:: Data supplied ::

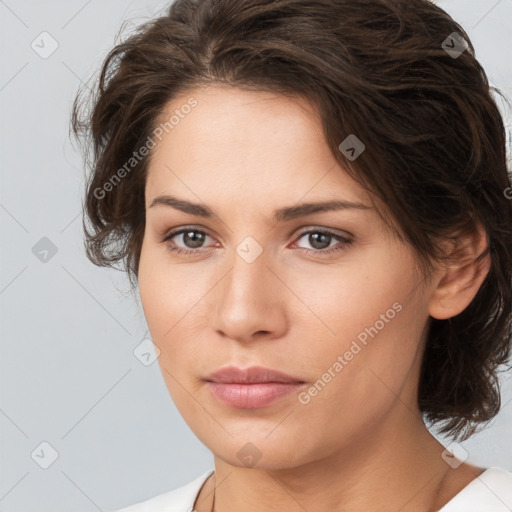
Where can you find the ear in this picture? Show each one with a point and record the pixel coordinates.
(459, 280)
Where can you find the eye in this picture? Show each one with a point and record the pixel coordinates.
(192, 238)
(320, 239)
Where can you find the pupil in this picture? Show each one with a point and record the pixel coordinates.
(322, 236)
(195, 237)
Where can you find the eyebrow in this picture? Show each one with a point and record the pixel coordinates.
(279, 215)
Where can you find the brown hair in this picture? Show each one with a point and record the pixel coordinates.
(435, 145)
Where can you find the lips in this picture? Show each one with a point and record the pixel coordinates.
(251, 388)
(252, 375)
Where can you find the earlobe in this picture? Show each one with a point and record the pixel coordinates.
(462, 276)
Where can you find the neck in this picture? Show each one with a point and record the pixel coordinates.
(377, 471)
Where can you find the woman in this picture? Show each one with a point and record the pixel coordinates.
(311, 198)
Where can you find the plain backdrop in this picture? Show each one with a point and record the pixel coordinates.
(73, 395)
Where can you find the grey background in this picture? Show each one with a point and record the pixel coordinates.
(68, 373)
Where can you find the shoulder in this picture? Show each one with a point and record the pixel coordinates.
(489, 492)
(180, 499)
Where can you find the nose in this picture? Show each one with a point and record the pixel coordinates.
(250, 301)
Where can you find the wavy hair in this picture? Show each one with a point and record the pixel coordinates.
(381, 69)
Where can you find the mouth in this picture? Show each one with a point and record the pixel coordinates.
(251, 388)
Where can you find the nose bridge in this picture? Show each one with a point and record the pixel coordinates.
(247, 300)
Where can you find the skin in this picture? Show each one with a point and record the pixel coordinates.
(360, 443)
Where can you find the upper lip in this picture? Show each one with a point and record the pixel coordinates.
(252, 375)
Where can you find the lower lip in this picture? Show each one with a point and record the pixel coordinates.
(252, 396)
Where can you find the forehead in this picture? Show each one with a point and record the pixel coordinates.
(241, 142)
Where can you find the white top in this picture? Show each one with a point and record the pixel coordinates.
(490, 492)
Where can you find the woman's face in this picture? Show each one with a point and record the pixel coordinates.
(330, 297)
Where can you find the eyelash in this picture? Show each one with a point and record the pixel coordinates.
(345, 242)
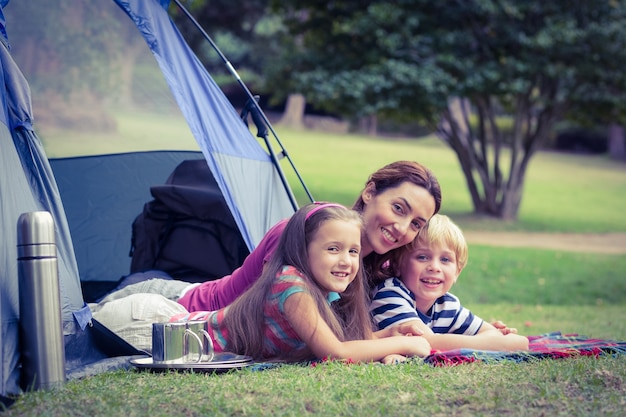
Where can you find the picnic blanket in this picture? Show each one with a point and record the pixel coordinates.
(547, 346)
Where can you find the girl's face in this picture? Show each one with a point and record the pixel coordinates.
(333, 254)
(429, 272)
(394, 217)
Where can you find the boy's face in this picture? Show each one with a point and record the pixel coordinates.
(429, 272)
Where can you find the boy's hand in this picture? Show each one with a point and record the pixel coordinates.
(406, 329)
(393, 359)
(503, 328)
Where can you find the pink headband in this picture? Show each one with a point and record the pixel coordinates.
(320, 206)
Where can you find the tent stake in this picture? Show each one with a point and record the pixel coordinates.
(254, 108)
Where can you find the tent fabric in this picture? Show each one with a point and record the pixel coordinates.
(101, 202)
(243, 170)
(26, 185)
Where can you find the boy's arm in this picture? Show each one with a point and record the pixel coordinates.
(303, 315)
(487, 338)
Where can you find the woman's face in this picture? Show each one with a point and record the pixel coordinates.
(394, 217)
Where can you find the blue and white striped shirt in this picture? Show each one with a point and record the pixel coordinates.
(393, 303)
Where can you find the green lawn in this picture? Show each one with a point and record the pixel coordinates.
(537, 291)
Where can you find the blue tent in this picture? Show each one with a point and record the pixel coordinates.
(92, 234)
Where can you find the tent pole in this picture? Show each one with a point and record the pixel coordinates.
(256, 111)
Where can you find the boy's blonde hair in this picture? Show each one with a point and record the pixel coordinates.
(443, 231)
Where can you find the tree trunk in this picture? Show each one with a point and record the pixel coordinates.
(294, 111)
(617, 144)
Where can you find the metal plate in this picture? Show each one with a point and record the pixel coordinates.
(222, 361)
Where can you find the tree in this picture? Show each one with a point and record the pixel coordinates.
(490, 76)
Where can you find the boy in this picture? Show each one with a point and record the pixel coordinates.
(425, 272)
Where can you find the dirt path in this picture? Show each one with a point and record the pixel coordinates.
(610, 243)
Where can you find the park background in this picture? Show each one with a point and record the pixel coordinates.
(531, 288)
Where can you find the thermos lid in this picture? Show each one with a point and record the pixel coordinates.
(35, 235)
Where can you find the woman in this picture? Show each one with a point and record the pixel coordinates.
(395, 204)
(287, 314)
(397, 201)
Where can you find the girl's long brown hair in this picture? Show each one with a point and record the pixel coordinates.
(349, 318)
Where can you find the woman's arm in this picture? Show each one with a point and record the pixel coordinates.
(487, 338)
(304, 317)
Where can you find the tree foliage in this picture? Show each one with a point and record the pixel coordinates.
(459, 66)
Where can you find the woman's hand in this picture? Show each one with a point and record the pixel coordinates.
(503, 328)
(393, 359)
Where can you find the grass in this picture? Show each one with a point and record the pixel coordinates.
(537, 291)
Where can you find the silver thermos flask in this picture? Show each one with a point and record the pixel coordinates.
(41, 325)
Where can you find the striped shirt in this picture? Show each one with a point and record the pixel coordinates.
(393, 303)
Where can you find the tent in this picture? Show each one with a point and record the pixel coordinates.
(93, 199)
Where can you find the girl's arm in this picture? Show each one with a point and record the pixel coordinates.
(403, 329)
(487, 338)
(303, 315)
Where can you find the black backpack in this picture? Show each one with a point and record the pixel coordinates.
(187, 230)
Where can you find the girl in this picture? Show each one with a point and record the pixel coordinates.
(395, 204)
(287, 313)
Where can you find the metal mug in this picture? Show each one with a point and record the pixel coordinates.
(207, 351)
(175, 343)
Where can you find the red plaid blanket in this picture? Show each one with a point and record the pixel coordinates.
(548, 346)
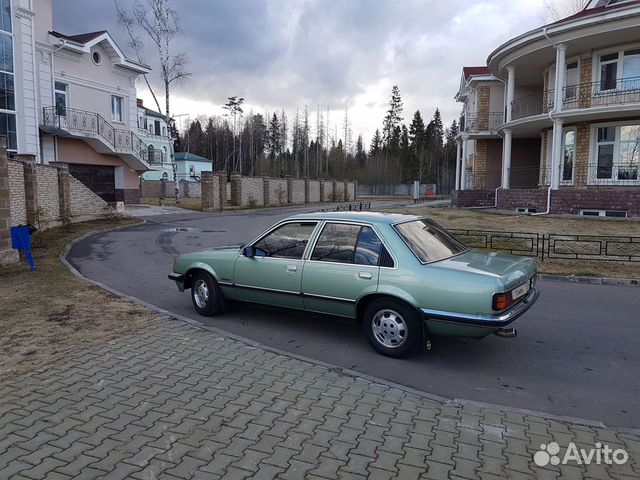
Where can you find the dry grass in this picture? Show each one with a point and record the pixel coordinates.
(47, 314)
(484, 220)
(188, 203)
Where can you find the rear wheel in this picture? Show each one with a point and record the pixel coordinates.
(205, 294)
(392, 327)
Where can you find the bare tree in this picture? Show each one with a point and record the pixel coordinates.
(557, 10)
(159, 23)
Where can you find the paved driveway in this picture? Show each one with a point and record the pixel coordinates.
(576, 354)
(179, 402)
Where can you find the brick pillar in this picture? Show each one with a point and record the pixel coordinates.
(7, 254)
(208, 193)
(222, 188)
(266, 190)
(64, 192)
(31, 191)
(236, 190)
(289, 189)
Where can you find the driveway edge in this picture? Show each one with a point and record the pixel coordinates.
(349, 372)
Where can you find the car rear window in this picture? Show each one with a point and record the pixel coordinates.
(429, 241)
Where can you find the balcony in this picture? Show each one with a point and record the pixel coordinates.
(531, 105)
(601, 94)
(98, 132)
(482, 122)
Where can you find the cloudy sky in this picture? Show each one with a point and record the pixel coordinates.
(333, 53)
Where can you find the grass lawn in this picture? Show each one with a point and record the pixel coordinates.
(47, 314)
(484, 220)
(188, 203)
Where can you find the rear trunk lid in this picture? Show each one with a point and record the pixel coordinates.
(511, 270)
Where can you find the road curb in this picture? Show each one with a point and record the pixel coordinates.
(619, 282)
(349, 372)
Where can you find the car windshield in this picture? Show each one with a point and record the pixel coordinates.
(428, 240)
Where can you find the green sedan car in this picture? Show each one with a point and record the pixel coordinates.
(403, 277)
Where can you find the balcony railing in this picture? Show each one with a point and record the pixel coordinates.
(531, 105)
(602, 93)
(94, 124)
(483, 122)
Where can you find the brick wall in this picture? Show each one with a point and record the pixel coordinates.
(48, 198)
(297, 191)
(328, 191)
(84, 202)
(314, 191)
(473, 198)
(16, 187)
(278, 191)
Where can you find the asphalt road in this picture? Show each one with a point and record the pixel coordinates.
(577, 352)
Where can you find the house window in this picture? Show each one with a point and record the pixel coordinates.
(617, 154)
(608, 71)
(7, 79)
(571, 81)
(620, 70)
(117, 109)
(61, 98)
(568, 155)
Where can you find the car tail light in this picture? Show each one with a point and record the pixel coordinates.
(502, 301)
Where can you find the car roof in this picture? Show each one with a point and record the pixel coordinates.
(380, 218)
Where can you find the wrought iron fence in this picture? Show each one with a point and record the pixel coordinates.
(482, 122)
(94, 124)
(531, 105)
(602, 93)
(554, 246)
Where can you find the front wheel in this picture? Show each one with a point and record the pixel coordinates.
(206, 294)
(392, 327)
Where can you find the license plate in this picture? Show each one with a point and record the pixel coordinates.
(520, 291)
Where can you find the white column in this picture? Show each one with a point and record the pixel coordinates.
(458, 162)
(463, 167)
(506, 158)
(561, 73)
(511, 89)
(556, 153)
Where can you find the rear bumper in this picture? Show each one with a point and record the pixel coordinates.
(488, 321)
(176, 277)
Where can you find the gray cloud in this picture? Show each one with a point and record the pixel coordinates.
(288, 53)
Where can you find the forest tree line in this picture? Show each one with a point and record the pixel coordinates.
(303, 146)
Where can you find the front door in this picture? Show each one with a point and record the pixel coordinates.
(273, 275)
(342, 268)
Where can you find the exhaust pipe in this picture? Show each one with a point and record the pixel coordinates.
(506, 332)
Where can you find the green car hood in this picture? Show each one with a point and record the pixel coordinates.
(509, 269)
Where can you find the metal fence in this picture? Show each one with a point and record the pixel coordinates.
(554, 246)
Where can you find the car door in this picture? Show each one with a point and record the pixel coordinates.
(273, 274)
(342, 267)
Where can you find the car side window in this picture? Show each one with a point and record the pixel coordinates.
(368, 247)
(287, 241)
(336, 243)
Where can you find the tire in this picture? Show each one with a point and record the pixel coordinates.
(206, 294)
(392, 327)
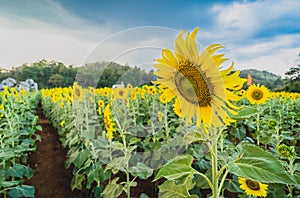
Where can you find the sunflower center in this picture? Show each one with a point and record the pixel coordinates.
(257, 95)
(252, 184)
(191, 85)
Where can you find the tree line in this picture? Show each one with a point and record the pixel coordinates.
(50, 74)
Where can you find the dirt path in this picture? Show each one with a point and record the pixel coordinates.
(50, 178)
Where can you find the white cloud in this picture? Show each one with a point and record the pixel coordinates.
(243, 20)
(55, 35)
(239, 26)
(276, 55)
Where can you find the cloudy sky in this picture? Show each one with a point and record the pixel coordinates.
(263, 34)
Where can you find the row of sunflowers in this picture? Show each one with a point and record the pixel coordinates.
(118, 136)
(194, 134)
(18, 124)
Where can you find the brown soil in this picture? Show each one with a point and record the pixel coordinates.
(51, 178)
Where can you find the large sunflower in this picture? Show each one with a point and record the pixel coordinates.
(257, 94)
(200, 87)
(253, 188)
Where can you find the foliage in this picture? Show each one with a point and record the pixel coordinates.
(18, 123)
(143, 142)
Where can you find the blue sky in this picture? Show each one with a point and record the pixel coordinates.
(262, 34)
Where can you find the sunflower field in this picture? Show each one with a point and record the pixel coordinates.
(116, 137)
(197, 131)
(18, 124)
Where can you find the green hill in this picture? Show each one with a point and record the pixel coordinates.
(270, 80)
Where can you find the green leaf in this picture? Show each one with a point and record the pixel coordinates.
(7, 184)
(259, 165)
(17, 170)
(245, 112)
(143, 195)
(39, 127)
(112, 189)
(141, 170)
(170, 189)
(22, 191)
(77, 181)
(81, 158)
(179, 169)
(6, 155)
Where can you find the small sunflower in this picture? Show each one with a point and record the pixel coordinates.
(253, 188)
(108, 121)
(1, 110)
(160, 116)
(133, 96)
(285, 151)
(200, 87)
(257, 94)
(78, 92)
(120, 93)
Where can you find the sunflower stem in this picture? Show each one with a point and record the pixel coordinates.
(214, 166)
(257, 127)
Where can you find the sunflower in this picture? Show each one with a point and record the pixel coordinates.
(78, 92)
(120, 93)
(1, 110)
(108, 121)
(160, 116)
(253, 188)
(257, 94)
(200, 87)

:::

■ **The request**:
Would you give again, word for word, every line from the one with "Where can you find the green hill" through the final line of the listing above?

■ **The response**:
Where can you find the green hill in this picture? Show each one with a point and record the pixel coordinates.
(270, 80)
Where can you find the green leaf in this picture? Show each one with a point and record the pixel coordinates.
(7, 184)
(259, 165)
(17, 170)
(245, 112)
(143, 195)
(39, 127)
(112, 189)
(141, 170)
(170, 189)
(22, 191)
(77, 181)
(81, 158)
(179, 169)
(6, 155)
Where can you find the small sunflower in this picture? Show each one with a point and record the pixel coordinates.
(253, 188)
(108, 121)
(1, 110)
(160, 116)
(133, 96)
(285, 151)
(200, 87)
(257, 94)
(78, 92)
(120, 93)
Where can you find the sunflower stem in this picture? Show each one with a point and record the pixel coordinates.
(214, 166)
(257, 127)
Where can you find the sunflower in this picture? Show each one with a point and record the pixel coordinates.
(78, 92)
(120, 93)
(1, 110)
(108, 121)
(160, 116)
(253, 188)
(257, 94)
(200, 87)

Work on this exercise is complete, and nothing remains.